Data excerpts:

##########

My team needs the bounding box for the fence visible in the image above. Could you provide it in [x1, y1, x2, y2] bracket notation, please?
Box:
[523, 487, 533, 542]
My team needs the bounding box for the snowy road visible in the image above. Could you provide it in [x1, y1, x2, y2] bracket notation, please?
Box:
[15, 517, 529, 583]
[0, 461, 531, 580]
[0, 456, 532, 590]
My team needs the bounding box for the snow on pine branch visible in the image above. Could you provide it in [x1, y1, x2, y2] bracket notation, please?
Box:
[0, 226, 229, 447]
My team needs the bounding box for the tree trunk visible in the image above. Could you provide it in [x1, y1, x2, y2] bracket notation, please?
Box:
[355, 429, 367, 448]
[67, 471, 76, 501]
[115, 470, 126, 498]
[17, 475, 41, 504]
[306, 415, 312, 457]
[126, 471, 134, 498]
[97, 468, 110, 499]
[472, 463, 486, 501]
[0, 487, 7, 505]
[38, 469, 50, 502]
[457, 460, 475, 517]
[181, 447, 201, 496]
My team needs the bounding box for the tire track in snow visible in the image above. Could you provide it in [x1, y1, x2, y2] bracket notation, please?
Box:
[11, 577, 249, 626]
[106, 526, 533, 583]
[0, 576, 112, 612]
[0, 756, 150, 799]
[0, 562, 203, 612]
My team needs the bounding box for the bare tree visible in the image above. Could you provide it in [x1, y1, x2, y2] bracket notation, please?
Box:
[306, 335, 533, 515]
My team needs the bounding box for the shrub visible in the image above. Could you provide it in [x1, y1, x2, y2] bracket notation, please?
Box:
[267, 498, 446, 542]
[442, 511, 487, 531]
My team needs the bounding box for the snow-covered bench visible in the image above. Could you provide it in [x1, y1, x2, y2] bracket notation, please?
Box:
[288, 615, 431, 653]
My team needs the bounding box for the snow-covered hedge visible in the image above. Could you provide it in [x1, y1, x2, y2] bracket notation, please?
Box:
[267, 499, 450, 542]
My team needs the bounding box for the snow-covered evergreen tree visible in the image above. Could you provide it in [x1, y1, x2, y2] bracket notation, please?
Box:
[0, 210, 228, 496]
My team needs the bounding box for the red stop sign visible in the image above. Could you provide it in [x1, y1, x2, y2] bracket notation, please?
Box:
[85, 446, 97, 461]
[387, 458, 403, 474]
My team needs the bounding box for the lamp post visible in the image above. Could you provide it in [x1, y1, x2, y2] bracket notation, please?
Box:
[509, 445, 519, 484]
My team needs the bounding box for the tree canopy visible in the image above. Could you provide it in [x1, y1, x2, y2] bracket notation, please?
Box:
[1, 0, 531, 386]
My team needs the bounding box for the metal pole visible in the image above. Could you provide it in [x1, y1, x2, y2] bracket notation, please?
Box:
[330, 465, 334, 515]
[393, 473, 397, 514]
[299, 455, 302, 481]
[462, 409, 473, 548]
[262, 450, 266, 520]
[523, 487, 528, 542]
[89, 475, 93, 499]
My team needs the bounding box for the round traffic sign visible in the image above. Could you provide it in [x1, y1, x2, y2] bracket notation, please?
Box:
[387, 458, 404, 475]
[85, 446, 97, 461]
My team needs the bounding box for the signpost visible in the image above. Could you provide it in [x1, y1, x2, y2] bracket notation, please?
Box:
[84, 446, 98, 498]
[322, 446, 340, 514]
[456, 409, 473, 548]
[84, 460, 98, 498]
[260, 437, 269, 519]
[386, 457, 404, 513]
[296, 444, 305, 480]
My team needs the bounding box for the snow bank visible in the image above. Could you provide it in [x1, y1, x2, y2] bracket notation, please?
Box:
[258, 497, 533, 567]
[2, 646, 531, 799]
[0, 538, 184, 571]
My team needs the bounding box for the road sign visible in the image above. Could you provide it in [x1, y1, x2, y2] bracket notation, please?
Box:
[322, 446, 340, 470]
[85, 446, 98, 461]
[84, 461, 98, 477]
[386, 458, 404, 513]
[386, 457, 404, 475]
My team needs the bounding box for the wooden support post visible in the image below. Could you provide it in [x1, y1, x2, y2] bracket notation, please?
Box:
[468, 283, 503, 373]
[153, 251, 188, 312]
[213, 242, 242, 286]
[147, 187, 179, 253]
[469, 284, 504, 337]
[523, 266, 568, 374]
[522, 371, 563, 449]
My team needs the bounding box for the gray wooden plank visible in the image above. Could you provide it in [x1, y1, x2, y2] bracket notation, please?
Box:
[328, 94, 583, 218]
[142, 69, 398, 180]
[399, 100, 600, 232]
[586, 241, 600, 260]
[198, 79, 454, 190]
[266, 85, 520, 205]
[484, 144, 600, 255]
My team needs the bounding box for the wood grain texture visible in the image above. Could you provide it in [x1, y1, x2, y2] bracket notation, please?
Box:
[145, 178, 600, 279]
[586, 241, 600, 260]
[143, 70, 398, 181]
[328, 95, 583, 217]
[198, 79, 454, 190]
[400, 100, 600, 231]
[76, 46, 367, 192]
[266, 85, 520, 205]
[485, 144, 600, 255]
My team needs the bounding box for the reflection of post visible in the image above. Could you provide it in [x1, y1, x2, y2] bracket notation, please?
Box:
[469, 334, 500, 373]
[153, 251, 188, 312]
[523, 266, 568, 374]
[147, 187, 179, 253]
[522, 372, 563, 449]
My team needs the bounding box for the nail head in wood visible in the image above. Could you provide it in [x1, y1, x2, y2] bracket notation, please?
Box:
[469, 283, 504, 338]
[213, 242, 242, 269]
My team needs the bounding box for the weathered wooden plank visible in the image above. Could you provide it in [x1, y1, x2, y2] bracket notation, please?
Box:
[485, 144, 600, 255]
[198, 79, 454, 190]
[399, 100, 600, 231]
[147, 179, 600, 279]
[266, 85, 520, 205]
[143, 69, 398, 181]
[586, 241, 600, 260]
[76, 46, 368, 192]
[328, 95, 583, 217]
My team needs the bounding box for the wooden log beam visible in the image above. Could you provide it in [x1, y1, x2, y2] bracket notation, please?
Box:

##########

ASSIGNMENT: The output must consist solely of the lines from the first line of the records through the line containing "My team needs the bounding box for the snowy", reproduced exactly.

TASK ANSWER:
My team needs the bounding box for the fence visible in the image above. Could you provide it in [x1, y1, x2, y2] bracket notation, please?
Box:
[523, 487, 533, 542]
My team needs the bounding box for the snowy road visible in the image above. Could you provide it in [x1, y1, x2, y2] bracket notation, please?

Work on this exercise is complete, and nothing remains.